» GOALS
1/ Using the passage on Hong Kong's courts, answer each question briefly.
(a) What sentence did Frankly Chu receive?
(b) Which judge sentenced seven policemen and then faced racist attacks?
(c) Outside which court did the pro-Beijing groups gather?
2/ For each statement, say yes or no according to the passage on Hong Kong's courts, and quote the words that decide it.
(a) Frankly Chu was still serving in the police when sentenced.
(b) The protesters wanted Chinese people to be tried by Chinese judges.
(c) The writer regards the campaigns as fringe ravings not worth taking seriously.
3/ Carry on the passage on Hong Kong's courts from its final sentence.

The Hong Kong Government has long  “sold” the city’s common law system and rule of law as a way to attract foreign investment and connect mainland China to the rest of the world. These attributes are now seen, at least by some, as a liability.

In January, retired policeman Frankly Chu was sentenced to three months’ imprisonment for violence committed during the Umbrella Movement. In response, pro-Beijing groups gathered outside Hong Kongs Eastern Magistrates Court in protest, chanting racial slurs directed at sentencing Magistrate Bina Chainrai and demanding that Chinese people be tried by “Chinese judges”.

This was not an isolated incident. A year earlier, District Judge David Dufton, who had sentenced seven policemen for beating up a social worker during the 2014 protests, also found himself the target of racist attacks.

It’s tempting to see the campaigns against Chainrai and Dufton as the ravings of a pro-Beijing political fringe that should not be taken seriously. Such a view would be mistaken.

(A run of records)
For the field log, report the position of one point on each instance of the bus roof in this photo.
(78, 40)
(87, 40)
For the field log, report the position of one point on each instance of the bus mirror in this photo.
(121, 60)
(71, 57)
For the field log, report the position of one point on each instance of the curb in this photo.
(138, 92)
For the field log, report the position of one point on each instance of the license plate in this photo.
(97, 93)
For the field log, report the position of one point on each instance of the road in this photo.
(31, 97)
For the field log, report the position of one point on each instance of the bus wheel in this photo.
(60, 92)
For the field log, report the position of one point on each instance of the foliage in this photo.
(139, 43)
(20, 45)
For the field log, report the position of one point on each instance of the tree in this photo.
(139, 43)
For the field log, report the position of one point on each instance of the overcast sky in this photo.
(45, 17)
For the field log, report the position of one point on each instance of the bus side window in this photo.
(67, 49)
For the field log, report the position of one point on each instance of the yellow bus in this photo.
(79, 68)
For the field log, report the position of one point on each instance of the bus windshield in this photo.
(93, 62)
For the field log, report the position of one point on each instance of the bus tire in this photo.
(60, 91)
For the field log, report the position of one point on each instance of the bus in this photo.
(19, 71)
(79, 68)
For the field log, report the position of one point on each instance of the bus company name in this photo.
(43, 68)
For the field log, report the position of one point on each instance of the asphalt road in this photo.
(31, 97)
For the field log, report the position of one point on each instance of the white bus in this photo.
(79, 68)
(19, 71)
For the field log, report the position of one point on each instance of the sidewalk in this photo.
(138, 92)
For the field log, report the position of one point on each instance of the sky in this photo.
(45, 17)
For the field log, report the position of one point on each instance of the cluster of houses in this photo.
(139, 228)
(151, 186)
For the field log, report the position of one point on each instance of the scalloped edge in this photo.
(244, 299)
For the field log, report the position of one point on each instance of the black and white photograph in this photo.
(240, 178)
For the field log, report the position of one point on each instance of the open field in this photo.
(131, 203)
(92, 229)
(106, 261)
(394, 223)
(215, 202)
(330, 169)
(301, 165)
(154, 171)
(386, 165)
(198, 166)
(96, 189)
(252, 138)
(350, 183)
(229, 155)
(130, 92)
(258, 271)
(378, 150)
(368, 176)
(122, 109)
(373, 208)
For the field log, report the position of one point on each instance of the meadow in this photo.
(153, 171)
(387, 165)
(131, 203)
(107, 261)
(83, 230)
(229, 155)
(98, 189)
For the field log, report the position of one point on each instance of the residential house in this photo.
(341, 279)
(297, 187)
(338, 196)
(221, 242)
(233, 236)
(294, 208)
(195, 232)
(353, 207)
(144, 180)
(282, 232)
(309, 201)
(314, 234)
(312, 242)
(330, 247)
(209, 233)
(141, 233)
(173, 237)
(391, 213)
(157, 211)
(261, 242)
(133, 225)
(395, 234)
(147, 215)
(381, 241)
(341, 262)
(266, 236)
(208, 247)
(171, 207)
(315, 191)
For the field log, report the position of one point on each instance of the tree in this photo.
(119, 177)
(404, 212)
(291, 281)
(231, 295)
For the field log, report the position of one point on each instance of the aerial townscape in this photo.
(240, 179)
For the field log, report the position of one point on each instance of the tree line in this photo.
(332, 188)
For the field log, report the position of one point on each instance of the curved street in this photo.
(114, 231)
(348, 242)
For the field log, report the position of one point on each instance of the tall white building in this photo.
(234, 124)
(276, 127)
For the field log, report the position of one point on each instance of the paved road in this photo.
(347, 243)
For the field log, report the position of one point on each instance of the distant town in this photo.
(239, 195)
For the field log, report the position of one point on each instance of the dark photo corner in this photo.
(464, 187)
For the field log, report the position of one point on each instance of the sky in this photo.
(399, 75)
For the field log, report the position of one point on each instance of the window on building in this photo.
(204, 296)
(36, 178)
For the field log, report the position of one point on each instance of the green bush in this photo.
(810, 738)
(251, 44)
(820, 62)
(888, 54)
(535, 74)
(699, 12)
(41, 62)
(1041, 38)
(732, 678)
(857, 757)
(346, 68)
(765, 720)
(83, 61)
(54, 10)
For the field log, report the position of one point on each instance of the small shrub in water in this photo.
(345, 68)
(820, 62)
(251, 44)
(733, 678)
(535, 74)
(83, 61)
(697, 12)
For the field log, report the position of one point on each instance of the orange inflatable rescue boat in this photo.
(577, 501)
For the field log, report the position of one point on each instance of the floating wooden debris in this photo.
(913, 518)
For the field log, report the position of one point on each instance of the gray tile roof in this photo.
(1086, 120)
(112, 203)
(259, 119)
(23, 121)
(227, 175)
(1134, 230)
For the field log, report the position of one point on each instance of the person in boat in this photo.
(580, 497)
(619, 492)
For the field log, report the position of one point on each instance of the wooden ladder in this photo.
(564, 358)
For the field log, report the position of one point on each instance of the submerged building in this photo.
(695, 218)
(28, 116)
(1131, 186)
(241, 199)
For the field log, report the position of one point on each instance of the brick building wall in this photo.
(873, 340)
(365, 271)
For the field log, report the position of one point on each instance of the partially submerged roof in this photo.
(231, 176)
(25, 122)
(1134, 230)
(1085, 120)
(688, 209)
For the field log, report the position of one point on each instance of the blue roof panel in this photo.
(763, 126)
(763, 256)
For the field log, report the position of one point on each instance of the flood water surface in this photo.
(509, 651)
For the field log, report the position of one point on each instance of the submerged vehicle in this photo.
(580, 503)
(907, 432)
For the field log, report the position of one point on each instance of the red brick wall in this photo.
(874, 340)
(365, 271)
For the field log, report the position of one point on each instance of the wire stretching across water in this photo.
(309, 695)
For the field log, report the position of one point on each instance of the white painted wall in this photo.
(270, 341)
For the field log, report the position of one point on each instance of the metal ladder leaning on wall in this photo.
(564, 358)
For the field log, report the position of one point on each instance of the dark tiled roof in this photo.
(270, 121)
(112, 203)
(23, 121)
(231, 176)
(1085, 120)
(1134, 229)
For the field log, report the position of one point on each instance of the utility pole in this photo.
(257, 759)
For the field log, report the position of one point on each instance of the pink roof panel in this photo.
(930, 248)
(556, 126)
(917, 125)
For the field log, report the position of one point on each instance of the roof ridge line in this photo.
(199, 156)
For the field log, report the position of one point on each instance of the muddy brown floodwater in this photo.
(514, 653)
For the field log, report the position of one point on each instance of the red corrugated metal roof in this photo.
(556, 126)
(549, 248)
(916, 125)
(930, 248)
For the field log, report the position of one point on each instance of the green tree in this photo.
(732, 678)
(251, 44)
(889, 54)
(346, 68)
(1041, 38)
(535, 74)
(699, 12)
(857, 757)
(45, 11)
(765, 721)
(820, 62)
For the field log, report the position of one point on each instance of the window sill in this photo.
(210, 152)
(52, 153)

» OUTPUTS BY TASK
1/
(a) Three months' imprisonment.
(b) District Judge David Dufton.
(c) The Eastern Magistrates Court.

2/
(a) No: "retired policeman Frankly Chu"
(b) Yes: "demanding that Chinese people be tried by “Chinese judges”"
(c) No: "Such a view would be mistaken."

3/
Pro-Beijing politicians and academics have periodically suggested that “foreign” judges – namely, judges not of Chinese descent – should not sit in Hong Kong’s courts. Such commentators have reserved particular ire for the Court of Final Appeal, which is staffed partly by non-permanent judges from Commonwealth jurisdictions, including Australia.

Yet the Hong Kong Government’s response to such “modest proposals” has remained muted. After the attacks on Dufton prompted renewed calls for Chinese judges and Chinese-language judgements, it took more than a month for then-Secretary for Justice Rimsky Yuen to stress the role of English in “maintaining our common-law system”. (Notably, Yuen did not condemn the xenophobia behind the attacks on Dufton.)

In the case of Chainrai, it took Hong Kong Chief Executive Carrie Lam nearly a week to condemn the attack after members of the legal profession called on the government to act. Only one arrest has so far been made in respect of the attacks on Chainrai, and none in respect of the attacks on Dufton.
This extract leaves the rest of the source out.